(Records contained in a dataset)
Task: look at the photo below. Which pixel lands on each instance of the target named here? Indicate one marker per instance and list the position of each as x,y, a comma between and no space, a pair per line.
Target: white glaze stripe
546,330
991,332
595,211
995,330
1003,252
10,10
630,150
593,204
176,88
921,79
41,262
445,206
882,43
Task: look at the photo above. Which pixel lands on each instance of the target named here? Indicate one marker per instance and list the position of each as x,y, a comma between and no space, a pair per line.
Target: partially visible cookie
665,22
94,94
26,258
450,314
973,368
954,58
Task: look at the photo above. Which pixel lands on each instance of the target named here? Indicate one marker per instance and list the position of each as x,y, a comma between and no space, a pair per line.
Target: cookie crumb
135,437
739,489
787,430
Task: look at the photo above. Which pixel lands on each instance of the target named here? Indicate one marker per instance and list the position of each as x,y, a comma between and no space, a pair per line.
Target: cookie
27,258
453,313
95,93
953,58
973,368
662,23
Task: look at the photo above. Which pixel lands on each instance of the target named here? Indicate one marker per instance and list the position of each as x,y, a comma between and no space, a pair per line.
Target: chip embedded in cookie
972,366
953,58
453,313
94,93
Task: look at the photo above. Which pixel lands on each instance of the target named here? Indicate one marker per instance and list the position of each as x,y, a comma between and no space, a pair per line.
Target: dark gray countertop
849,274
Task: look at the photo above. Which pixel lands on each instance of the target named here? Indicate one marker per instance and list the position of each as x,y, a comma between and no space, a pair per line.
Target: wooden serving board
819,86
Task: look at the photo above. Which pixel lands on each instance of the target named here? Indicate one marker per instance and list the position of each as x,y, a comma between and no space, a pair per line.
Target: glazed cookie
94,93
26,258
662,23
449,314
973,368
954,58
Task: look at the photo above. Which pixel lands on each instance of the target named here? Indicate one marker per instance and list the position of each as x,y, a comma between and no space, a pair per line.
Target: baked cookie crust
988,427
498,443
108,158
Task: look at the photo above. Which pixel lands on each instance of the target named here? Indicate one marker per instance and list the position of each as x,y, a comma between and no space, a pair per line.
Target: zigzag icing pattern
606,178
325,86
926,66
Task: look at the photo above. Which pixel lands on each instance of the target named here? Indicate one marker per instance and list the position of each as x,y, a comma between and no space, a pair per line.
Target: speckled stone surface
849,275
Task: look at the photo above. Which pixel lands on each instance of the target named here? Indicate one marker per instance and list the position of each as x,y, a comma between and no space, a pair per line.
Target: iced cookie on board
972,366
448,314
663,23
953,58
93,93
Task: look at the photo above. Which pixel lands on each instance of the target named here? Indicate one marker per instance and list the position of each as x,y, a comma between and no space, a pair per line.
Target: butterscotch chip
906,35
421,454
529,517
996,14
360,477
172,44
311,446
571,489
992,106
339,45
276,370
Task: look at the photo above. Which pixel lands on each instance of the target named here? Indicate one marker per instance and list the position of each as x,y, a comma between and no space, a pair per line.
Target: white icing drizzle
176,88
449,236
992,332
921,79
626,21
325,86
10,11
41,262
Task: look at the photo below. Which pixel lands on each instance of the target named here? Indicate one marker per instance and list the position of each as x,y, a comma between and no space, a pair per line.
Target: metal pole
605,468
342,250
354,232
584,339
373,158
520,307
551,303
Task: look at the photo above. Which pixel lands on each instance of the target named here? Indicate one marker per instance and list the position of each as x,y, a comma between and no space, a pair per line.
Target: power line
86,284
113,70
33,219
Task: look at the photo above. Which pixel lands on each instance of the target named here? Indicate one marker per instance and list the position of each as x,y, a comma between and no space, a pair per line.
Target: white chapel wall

TASK PROMPT
Take the line holding "Target: iced cookie on board" and all lines after it through the end of the data, and set them down exactly.

TASK RESPONSE
Target: iced cookie on board
972,366
448,314
663,23
953,58
93,93
Task: look at the photo above. Which pixel lands on each instance of the target named here? Indicate one marker per instance and list the position of each as x,y, a comma between and no space, a pair per line.
Target: butterscotch chip
906,35
421,454
529,517
996,14
360,477
172,44
311,446
571,489
992,106
339,45
276,370
Task: look at the photo above. Which pixel lands on each instance of the target named here? Indicate one marker per instance and list the position of each as x,y, a comma between and no space, a pair per line.
Target: white icing drizzle
176,88
449,236
992,332
921,79
626,21
325,86
10,11
41,262
Task: look at the photo below. Which pixel lands on each instance of the target named here? Indicate one marker per instance and list the position of each as x,y, a comma between and no space, a pair per line.
Target: metal pole
605,468
342,250
354,232
584,339
373,158
520,307
551,303
Task: look at the photo above. Which pixel lands on each instance of the target named here? Indicate one marker per instance and list the position of each as x,y, a comma between and no space, a pair per line.
Target: power line
86,284
113,70
33,219
Task: look at the photo above. Which pixel lands on each instance of the target named here? Indicate one marker per instance and list the position of each as x,y, a comma between and no space, a pair per line.
Target: white chapel wall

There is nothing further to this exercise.